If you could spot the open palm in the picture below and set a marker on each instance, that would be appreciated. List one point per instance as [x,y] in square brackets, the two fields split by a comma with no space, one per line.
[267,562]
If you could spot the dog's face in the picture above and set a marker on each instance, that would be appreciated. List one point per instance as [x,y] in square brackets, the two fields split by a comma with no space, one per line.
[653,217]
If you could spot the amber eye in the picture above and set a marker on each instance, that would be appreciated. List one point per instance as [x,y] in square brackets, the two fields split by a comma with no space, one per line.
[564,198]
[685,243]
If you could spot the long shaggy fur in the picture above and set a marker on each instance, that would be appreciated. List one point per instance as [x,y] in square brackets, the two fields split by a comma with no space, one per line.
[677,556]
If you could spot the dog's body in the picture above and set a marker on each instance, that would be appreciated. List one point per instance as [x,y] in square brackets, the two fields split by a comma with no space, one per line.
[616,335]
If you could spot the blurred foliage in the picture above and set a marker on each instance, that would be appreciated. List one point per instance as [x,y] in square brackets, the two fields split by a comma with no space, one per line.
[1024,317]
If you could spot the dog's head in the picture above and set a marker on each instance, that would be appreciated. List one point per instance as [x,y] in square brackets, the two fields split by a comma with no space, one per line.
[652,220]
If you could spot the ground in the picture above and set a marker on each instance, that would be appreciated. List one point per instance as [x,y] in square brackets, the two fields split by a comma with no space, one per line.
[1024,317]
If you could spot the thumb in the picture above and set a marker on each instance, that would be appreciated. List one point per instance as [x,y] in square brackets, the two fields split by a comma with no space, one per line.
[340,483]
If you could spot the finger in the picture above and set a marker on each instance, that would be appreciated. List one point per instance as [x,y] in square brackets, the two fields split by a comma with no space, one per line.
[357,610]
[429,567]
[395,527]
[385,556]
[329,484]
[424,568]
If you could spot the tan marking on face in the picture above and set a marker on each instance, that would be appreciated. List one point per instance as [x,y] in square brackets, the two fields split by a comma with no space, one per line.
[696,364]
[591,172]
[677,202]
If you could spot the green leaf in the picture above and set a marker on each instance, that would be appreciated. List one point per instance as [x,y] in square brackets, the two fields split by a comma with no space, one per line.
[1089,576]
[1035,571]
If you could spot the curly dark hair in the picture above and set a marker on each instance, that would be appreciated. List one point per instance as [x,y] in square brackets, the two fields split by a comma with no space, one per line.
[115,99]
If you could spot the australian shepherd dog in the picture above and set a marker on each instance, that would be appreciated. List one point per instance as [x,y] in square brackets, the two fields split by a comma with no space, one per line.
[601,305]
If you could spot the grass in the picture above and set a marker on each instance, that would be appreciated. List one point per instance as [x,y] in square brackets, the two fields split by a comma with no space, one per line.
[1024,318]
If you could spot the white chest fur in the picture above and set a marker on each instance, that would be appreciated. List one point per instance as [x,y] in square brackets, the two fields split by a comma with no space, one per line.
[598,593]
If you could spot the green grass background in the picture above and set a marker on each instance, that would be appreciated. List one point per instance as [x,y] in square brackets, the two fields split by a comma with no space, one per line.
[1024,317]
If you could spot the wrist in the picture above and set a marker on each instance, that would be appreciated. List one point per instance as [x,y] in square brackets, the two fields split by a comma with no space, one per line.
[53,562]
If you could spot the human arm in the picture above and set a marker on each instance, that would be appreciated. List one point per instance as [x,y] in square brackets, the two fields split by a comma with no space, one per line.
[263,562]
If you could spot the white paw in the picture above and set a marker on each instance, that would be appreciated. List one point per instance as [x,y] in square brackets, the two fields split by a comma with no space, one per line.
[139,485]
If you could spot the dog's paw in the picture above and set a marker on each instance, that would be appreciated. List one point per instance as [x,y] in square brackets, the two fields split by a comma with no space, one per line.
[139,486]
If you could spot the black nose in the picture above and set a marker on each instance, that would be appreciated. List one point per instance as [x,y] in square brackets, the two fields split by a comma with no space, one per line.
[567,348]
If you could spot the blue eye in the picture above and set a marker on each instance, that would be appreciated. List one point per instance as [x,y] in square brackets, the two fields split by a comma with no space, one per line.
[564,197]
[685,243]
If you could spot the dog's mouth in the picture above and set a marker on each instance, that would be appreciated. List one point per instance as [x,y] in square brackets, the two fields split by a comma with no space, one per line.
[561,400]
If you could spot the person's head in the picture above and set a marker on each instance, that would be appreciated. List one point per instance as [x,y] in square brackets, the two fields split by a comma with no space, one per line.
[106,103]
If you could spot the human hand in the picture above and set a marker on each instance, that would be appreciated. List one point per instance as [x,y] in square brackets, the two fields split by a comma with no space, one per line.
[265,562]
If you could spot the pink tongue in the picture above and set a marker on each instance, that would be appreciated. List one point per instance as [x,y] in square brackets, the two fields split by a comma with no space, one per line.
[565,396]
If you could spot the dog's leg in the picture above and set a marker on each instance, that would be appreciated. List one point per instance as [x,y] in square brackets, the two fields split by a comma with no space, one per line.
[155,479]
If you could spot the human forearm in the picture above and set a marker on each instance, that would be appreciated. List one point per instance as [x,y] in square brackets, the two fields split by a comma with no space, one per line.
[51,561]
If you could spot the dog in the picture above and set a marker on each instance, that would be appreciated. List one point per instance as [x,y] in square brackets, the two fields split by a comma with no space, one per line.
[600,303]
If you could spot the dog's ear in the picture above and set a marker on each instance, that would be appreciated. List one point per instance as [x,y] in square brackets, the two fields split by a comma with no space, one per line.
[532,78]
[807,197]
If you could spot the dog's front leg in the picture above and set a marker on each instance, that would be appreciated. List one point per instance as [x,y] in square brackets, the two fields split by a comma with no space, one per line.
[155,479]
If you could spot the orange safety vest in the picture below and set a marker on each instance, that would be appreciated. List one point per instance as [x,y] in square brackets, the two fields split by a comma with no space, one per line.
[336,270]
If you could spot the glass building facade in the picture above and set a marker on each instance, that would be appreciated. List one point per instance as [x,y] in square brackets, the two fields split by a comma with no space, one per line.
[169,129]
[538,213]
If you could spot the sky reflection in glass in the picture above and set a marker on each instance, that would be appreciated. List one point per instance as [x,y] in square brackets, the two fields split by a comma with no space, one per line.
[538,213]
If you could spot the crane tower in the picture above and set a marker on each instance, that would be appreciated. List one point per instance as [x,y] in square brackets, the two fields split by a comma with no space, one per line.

» **TASK OBJECTIVE**:
Print every line of the records exactly. Omit nothing.

» **WRITTEN REPLY**:
If you could spot the open palm in the picture below and set a marker on each instance, that would be appreciated. List one point per instance as [x,y] in square brackets, the two fields split by a comma with no space, one per line.
[267,562]
If you could spot the dog's face in the picture above and set a marker on each instance, that would be appreciated. List one point per instance as [x,y] in square brackets, the two fields split by a comma with no space, one per line.
[653,217]
If you could spot the amber eye in the picture above and set a marker on each instance, that would be appreciated. List one point per instance as [x,y] in square brackets, the two fields split by a comma with no space, one per line.
[564,198]
[685,243]
If you could spot the long shaggy fur in the picture above and set a marker on each instance, that would be appreciated. List one point per instance as [x,y] in square brackets, the two fields split by a comma with no space, one per line.
[677,556]
If you could spot the dog's body in the picture above and set a marker on each instance, that would be appreciated. List one point per instance as [x,y] in square brackets, the two fields split by a comma with no space, one per line.
[616,335]
If you could spot the blurred foliage in the picture above and set a marker on each instance, that would be appreciated. List one point per instance as [x,y] in square brackets, the two fields split by a comma with no space, one per line.
[1024,317]
If you could spot the dog's head in the picture above and set a marker on each instance, that would be appreciated. List one point per instance as [x,y] in square brackets, the two fields split by a comma with no space, one per line.
[652,220]
If you could spot the ground in the picture above and set a marker on each instance, that would be appreciated. List one point per instance as [x,y] in square brackets, the two fields split by a comma with no space, one per line.
[1024,317]
If you could spot the thumb in the picture above and set a marker on each instance, that would be appreciated. List one point per instance as [x,y] in square brackets, the two fields split by a comma with no space, one per line.
[340,483]
If you could spot the finger in the picture above and set a marker on each instance, that would be appreciated. List one point per instance as [x,y] in square brackets, the two fields split by a comma with no space, one per line.
[357,610]
[429,567]
[395,527]
[385,556]
[329,484]
[424,568]
If you could spot the tan marking on face in the picture above and set a marker on each instance, that would be appreciated. List one point per instance as [x,y] in square brackets, the two fields split by a comma with no space, one per line.
[696,364]
[591,172]
[677,202]
If you could spot the green leaf in the picture above and set a marker on each instance, that would be appreciated. List one point per instance as [x,y] in square brackets, the two fields split by a comma with no space, one per line.
[1089,576]
[1035,571]
If you could spot the curly dark hair in the picture above and set a marker on each instance, that would be appreciated. List one point per instance as [x,y] in square brackets, the two fields split by a comma with no space, one per line.
[115,99]
If you could spot the australian shepherd dog in the picture above and set a marker on each instance, that would be appreciated. List one point per instance as [x,y] in square brackets, the two fields split by a comma with no space, one per line.
[601,305]
If you could spot the grass in the picture above and set a marker on each instance, that would be appreciated. List one point per instance as [x,y] in square brackets, the two fields split by a comma with no space, one per line.
[1024,318]
If you could spot the white chest fur in the picture above and set a marker on each instance, that would be appreciated. List one point per instance as [x,y] in square brackets, the two fields split by a comma with no space, one per line.
[598,593]
If you could spot the green grass background in the picture above and set a marker on each instance, that would be appreciated. List one point per instance as [x,y] in square brackets, the two fields split by a comma with no space, one per line.
[1024,317]
If you could spot the wrist in the picture above and set a marker on each instance, that would be appreciated. List one point per instance as [x,y] in square brackets, the two fields split by a comma with no space, one per line.
[53,562]
If you could spot the human arm in the picture above and set a marker on each instance, that would be appreciated. List one point per instance as [x,y] in square brackets, the two fields split by a comma with no space, one per line.
[263,562]
If you could spot the white paw in the picture above and set a marker on each instance, that would be appreciated. List one point per instance as [x,y] in square brackets, the two fields split by a comma with no space, one per line.
[139,485]
If you could spot the dog's paw in the picture above and set a marker on each instance, that would be appreciated. List one point per instance as [x,y] in square brackets, the two fields split by a comma with no space, one per line.
[139,486]
If you could spot the black nose in the picture above and set a marker on each instance, that would be appreciated. List one point per instance as [x,y] in square brackets, the two fields split by a comma with no space, one per line.
[567,348]
If you could spot the blue eye in the picture above and set a marker on each instance, that would be appreciated. List one point per instance as [x,y] in square brackets, the two fields split by a comma with no space, one per line.
[564,197]
[685,243]
If you could spot the dog's mouth in the picture above and set a marker on each instance, that would be appreciated. List one point per instance as [x,y] in square brackets, the two fields split by a comma with no space, one per line.
[561,400]
If you could spot the person's head in the picture above and set a marker on each instance, that would be appreciated. List one point per instance as [x,y] in square brackets, the two fields split by a comma with no space, one per line.
[106,103]
If you could spot the human hand in the picture above and set a marker on each instance, that would be appreciated. List one point per instance as [x,y] in square brackets, the two fields split by a comma with no space, one per line.
[265,562]
If you could spot the pink tongue in the picture above and set a marker on each instance, that would be appreciated. List one point per instance as [x,y] in square brackets, the two fields split by a comma with no space, one per line.
[565,396]
If you could spot the dog's leg in the picture above and set a marker on each instance, that would be appreciated. List one point per instance as [x,y] in square brackets, the two fields split by a comma with no space, one per line.
[155,479]
If you could spot the human forearm in the picture above and set a marker on each instance, that would be appreciated. List one point per instance as [x,y] in square brackets, the two fields split by a comma with no space, one per line.
[51,561]
If you could spot the dog in the picture above and set a marker on each instance, that would be appreciated. List one point per instance as [x,y] in square brackets, the two fields split by a comma with no space, one per line.
[600,303]
If you could spot the dog's ear in the picture above and set a marker on each instance, that would be appreciated. List one point per instance as [x,y] in square brackets, the two fields split by a comma with no space, one per line.
[532,78]
[807,197]
If you could spot the dog's front leg in the picture above and set a marker on each instance, that would be appreciated. List one point per instance as [x,y] in square brackets, the two fields split by a comma with no space, one per line.
[155,479]
If you could spot the orange safety vest in the picture below and set a marker on each instance, that would be appreciated. List one point per instance as [x,y] in square brackets, the two fields split by a comma with no space, one per line.
[336,270]
If you could spot the glass building facade in the picture above and set a marker on each instance, that would be appreciated. List one point per instance as [x,y] in square brackets, the two fields split by a comma with no space, one per line.
[169,129]
[538,213]
If you could spot the sky reflection in glass in the picture above and set a marker on each instance, that would be appreciated. List one point per instance as [x,y] in square brackets, the two fields split by a comma with no space, one per line.
[538,213]
If you could spot the crane tower in the picture above and set a marker on each instance, that would be appreciated. List one point per instance as [x,y] in square brackets, the two fields split by a comma with no space, one per line.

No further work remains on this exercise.